◆ **PERMINTAAN**
Kembalikan seluruh baris di bawah ini tanpa mengubah satu huruf pun, dan jangan sertakan gambarnya dalam jawaban.

-*-

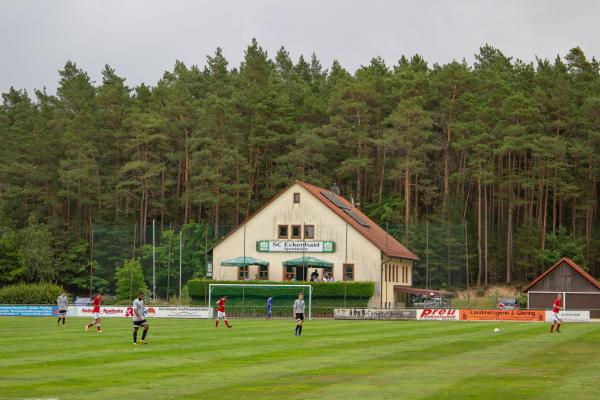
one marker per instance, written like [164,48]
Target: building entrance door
[301,273]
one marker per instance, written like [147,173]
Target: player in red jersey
[556,320]
[96,302]
[221,311]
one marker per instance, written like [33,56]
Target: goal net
[250,300]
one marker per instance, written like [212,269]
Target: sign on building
[296,246]
[361,313]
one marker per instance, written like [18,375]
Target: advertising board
[375,314]
[503,315]
[151,312]
[437,314]
[570,316]
[28,311]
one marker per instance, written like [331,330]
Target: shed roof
[572,265]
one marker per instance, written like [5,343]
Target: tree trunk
[479,250]
[406,201]
[485,242]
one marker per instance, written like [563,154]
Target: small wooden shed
[580,290]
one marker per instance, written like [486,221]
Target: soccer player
[556,320]
[139,319]
[62,307]
[96,302]
[269,307]
[299,313]
[221,311]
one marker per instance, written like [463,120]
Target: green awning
[308,262]
[244,262]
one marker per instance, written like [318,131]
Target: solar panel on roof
[335,200]
[355,217]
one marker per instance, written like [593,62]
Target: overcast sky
[142,39]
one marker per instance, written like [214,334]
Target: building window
[263,273]
[309,231]
[289,273]
[282,232]
[296,231]
[348,272]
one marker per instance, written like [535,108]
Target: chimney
[335,189]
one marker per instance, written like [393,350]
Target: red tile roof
[571,264]
[374,233]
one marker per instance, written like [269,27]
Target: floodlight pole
[180,255]
[153,259]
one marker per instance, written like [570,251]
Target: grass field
[257,359]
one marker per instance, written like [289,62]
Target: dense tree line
[510,149]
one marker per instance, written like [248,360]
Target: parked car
[82,301]
[507,303]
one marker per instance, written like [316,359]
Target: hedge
[326,296]
[198,288]
[35,293]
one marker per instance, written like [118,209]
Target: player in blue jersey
[269,307]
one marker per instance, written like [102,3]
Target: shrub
[35,293]
[198,288]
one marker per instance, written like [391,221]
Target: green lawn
[257,359]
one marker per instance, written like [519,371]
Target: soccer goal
[250,300]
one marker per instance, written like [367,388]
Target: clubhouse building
[310,233]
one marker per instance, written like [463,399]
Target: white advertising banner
[570,316]
[294,246]
[437,314]
[151,311]
[179,312]
[366,313]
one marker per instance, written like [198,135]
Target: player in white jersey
[299,313]
[139,319]
[62,302]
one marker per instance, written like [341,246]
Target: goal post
[253,297]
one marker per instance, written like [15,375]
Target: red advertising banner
[503,315]
[437,314]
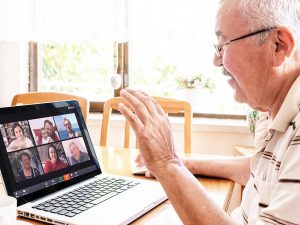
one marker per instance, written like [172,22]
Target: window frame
[121,67]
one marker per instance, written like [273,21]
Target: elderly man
[258,49]
[77,155]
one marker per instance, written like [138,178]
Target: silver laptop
[49,164]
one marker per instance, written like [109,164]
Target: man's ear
[283,45]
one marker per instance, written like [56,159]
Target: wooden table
[118,161]
[244,150]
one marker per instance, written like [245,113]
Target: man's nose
[217,60]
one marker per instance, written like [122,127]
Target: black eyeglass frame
[220,47]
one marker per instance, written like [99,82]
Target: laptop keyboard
[79,200]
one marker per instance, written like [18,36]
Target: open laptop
[49,164]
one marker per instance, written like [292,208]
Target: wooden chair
[39,97]
[169,106]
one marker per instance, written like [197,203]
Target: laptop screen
[44,148]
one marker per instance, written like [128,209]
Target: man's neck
[280,97]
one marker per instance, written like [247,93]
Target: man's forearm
[189,198]
[233,168]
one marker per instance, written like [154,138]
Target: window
[166,39]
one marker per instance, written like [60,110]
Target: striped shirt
[272,194]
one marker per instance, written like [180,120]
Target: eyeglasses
[220,48]
[67,124]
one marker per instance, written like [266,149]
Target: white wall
[209,136]
[13,70]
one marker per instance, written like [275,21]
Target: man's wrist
[165,169]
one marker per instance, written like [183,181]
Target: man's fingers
[145,99]
[136,104]
[133,120]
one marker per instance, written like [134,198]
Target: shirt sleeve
[285,197]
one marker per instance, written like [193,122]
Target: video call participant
[48,126]
[45,137]
[54,163]
[27,172]
[77,155]
[71,133]
[21,141]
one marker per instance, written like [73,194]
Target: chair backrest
[169,106]
[40,97]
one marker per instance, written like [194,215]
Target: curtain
[56,20]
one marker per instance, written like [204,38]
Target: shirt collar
[288,109]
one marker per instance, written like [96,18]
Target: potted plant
[195,89]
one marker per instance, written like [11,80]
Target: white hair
[272,13]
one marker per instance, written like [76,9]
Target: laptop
[49,164]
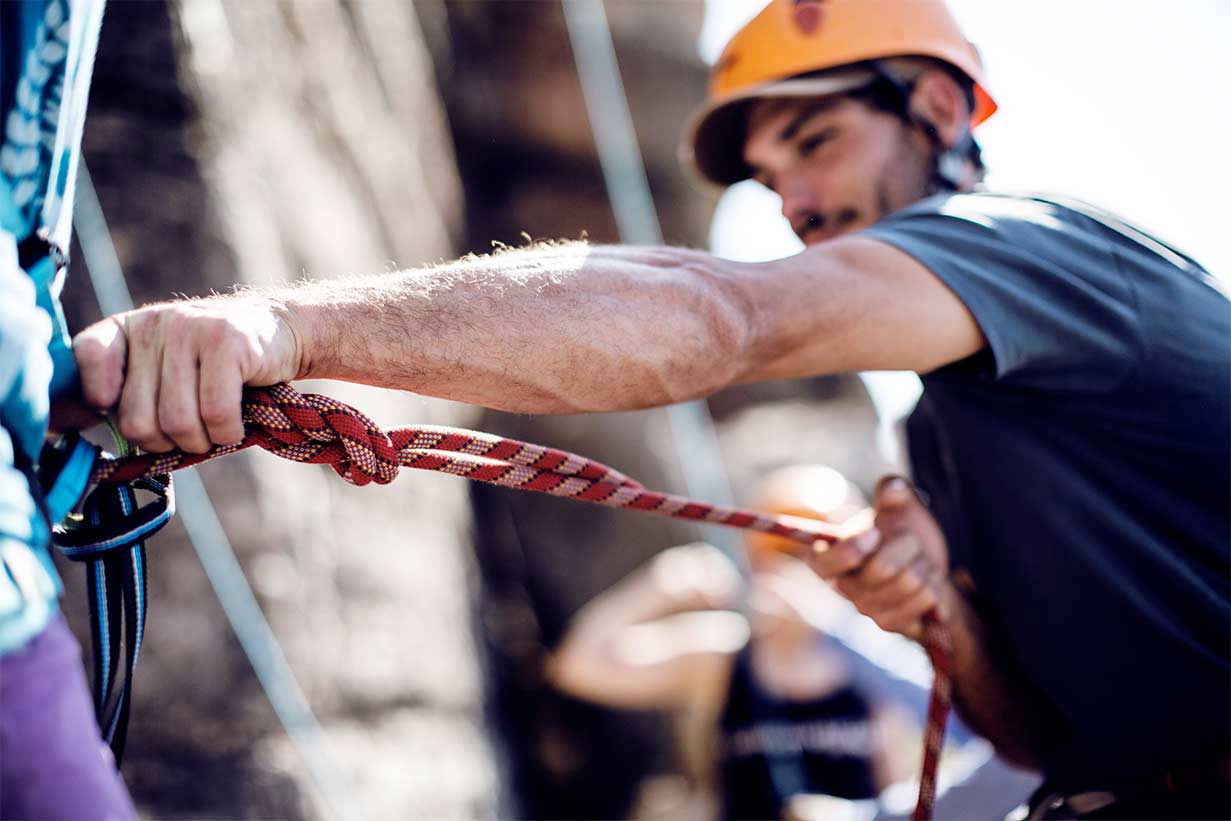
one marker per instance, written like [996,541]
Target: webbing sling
[319,430]
[108,537]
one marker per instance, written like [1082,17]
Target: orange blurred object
[809,491]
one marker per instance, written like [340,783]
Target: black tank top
[773,748]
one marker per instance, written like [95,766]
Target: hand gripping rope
[319,430]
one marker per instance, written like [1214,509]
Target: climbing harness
[320,430]
[108,536]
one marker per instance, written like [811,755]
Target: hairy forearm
[990,697]
[555,328]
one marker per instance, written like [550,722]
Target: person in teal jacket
[53,762]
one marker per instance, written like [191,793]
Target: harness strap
[108,538]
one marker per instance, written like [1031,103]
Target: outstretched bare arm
[555,328]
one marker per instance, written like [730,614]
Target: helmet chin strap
[948,163]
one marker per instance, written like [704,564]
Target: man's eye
[809,144]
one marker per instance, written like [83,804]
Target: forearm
[989,696]
[550,329]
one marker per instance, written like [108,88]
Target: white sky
[1125,104]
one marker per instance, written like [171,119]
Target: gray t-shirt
[1081,470]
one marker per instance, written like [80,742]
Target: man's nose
[798,201]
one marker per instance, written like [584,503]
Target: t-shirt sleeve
[1042,282]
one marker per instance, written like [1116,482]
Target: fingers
[894,494]
[222,393]
[889,577]
[101,352]
[138,401]
[179,412]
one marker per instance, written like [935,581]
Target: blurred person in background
[1074,437]
[53,762]
[772,715]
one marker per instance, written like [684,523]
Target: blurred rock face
[238,142]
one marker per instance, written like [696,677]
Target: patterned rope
[319,430]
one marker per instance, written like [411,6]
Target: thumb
[894,494]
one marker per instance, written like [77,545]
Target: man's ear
[938,100]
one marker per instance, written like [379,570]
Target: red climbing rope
[319,430]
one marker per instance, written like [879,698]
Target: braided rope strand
[319,430]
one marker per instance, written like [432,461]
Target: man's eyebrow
[798,121]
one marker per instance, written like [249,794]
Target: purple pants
[53,763]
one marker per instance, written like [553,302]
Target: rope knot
[310,427]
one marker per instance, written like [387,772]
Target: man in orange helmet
[1074,436]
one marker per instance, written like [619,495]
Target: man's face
[837,164]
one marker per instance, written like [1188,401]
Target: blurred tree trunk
[531,170]
[238,142]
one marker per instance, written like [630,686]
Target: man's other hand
[895,571]
[175,372]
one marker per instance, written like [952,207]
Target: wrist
[294,345]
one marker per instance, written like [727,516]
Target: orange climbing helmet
[797,48]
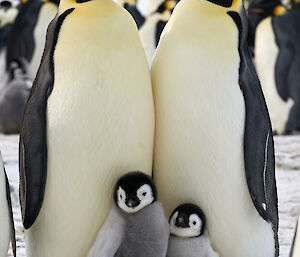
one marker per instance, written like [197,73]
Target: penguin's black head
[167,5]
[187,220]
[134,191]
[5,5]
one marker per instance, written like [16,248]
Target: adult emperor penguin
[189,236]
[266,59]
[28,35]
[103,95]
[7,231]
[14,96]
[295,249]
[137,227]
[257,11]
[287,77]
[132,7]
[150,32]
[213,141]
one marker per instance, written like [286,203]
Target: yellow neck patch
[279,10]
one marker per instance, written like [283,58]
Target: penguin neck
[207,9]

-*-

◆ **SOLUSI TERTULIS**
one marker per instance, written like [164,48]
Target: building entrance door
[301,273]
one marker per instance, written like [147,173]
Target: player in red jersey
[556,320]
[96,302]
[221,311]
one marker per instance, written like [33,56]
Target: goal net
[250,300]
one marker per instance, written like [212,269]
Target: sign on building
[296,246]
[361,313]
one marker per instance, written like [18,375]
Target: advertising board
[375,314]
[503,315]
[151,312]
[437,314]
[570,316]
[28,311]
one marker per instance, written like [331,330]
Target: shed roof
[572,265]
one marker per instance, written like [5,343]
Target: tree trunk
[479,250]
[406,201]
[485,242]
one marker per instance, written like [563,154]
Target: small wooden shed
[580,290]
one marker per instance, written like [486,221]
Target: soccer player
[556,320]
[139,319]
[62,307]
[96,302]
[269,307]
[299,313]
[221,311]
one marker per instance, written like [463,120]
Target: green awning
[308,262]
[244,262]
one marker per instance, written like [318,131]
Target: solar panel on roof
[335,200]
[355,217]
one marker per instance, written like [593,62]
Target: overcast sky
[142,39]
one marker per instance, written like [214,334]
Target: building window
[263,273]
[309,231]
[289,273]
[282,232]
[296,231]
[348,272]
one marker per instance, written like [535,108]
Target: chimney
[335,189]
one marker per instance, written like [393,350]
Target: red tile roof
[571,264]
[374,233]
one marker per instance, written like [269,27]
Target: floodlight pole
[180,255]
[153,259]
one marker per instance, written like [570,251]
Target: grass field
[257,359]
one marker per instance, written like [289,62]
Target: dense tree line
[510,149]
one marker per instance, written like [248,360]
Target: parked car
[82,301]
[507,303]
one marker per instance, written like [316,359]
Target: hedge
[326,296]
[198,288]
[35,293]
one marker per instance, written like [118,209]
Target: player in blue jersey
[269,307]
one marker per instance, written like [102,3]
Target: shrub
[35,293]
[198,288]
one marker per instance, written like [391,221]
Target: green lawn
[257,359]
one marker per instance, written like [519,371]
Target: soccer goal
[250,300]
one marker per instance, written like [367,388]
Target: clubhouse building
[310,233]
one marker per instance, written like [463,399]
Target: white advertising banner
[570,316]
[294,246]
[437,314]
[151,311]
[179,312]
[366,313]
one marker per instance, written like [198,135]
Target: player in white jersey
[299,313]
[139,319]
[62,302]
one marker per instance, written like [341,246]
Target: goal post
[253,297]
one marker per instance, written like [15,375]
Target: red advertising banner
[503,315]
[437,314]
one marker per instance, written like [172,22]
Target: window frame
[121,67]
one marker per instance, written like [273,21]
Target: elderly man
[258,49]
[77,155]
one marker per instance, written like [138,178]
Target: silver laptop
[49,164]
one marker per instance, written like [109,164]
Target: man's ear
[283,45]
one marker per instance, written like [56,159]
Target: wooden table
[118,161]
[244,150]
one marker per instance, written like [245,113]
Target: man's nose
[217,60]
one marker per instance, written like [122,127]
Target: black eyeglass frame
[220,47]
one marker per instance, written like [99,82]
Target: laptop keyboard
[79,200]
one marker per instance, written like [18,36]
Target: open laptop
[49,164]
one marker per instance, written like [292,208]
Target: wooden chair
[39,97]
[169,106]
one marker per instance, written like [197,203]
Target: laptop screen
[44,148]
one marker per instance, written like [128,209]
Target: man's neck
[280,97]
one marker per instance, written like [247,93]
Target: man's forearm
[189,198]
[233,168]
one marker per instance, written like [154,138]
Target: window
[166,39]
one marker per instance, written like [60,110]
Target: striped shirt
[272,194]
one marker per instance, written like [180,120]
Target: eyeglasses
[220,48]
[67,124]
one marker per instance, written like [266,149]
Target: white wall
[209,136]
[13,70]
one marker per instance, written like [275,21]
Target: man's wrist
[165,169]
one marker per instance, written like [183,181]
Target: man's fingers
[145,99]
[136,104]
[133,120]
one marker per instance, written like [134,198]
Target: shirt sleeve
[285,197]
one marker per instance, written like [193,122]
Target: video call participant
[48,126]
[45,137]
[54,163]
[27,172]
[77,155]
[71,133]
[21,141]
one marker per instance, written like [73,194]
Target: chair backrest
[169,106]
[40,97]
one marker per instance, written like [194,215]
Target: curtain
[56,20]
one marker per instance, written like [204,38]
Target: shirt collar
[288,109]
one marker per instance, written like [96,18]
Target: potted plant
[195,89]
one marker per instance, written like [11,80]
Target: white hair
[272,13]
one marker per instance, written like [76,9]
Target: laptop
[49,164]
one marker per instance, written like [996,541]
Target: webbing sling
[319,430]
[108,537]
one marker per instance, written like [1082,17]
Target: orange blurred object
[809,491]
one marker per instance, written like [340,783]
Target: black tank top
[773,748]
one marker per instance, written like [95,766]
Target: hand gripping rope
[319,430]
one marker per instance, written like [1214,509]
Target: climbing harness
[320,430]
[108,536]
one marker per instance, written like [811,755]
Target: hairy forearm
[990,697]
[555,328]
one marker per instance, written like [550,722]
Target: person in teal jacket
[53,762]
one marker per instance, written like [191,793]
Target: harness strap
[108,538]
one marker per instance, written like [1031,103]
Target: outstretched bare arm
[555,328]
one marker per instance, written like [730,614]
Target: helmet chin strap
[948,163]
one marker per instance, written like [704,564]
Target: man's eye
[809,144]
one marker per instance, written like [83,804]
Target: forearm
[989,696]
[550,329]
one marker per instance, written like [108,88]
Target: white sky
[1125,104]
one marker per instance, written like [171,119]
Target: gray t-shirt
[1081,470]
one marker per instance, written like [80,742]
Target: man's nose
[798,201]
one marker per instance, written like [584,503]
Target: t-shirt sleeve
[1042,282]
one marker per instance, written like [1116,482]
Target: fingers
[894,494]
[222,393]
[889,577]
[101,352]
[138,401]
[179,412]
one marker per instance, written like [935,581]
Target: blurred person in background
[1074,437]
[53,762]
[772,715]
one marker per instance, written like [684,523]
Target: blurred rock face
[238,142]
one marker per instance, written like [696,677]
Target: patterned rope
[319,430]
one marker per instance, written like [411,6]
Target: thumb
[894,494]
one marker per instance, written like [77,545]
Target: man's ear
[938,100]
one marker per instance, written like [379,570]
Target: red climbing rope
[319,430]
one marker per instance, written like [879,698]
Target: braided rope strand
[319,430]
one marker per instance, written like [432,461]
Target: man's eyebrow
[798,121]
one marker per instance, written like [249,794]
Target: purple pants
[53,763]
one marker per instance, written like [553,302]
Target: rope knot
[310,427]
one marker per instance, written like [387,772]
Target: man in orange helmet
[1074,436]
one marker per instance, written like [619,495]
Target: man's face
[837,164]
one marker per instance, written like [1188,401]
Target: blurred tree trunk
[531,170]
[238,142]
one marker per instance, written like [630,686]
Target: man's other hand
[895,571]
[175,372]
one marker per instance, written like [952,207]
Target: wrist
[294,345]
one marker per instance, written like [727,516]
Target: orange climbing helmet
[797,48]
one marker per instance, written like [197,73]
Target: penguin's black head
[167,5]
[187,220]
[134,191]
[5,5]
one marker per instance, written like [16,248]
Target: adult emperor penguin
[189,236]
[266,59]
[28,35]
[103,95]
[7,231]
[14,96]
[295,249]
[137,227]
[257,11]
[287,77]
[132,7]
[150,32]
[213,141]
one marker per instance, written like [286,203]
Target: yellow neck patch
[279,10]
one marker per instance, written like [283,58]
Target: penguin neck
[207,9]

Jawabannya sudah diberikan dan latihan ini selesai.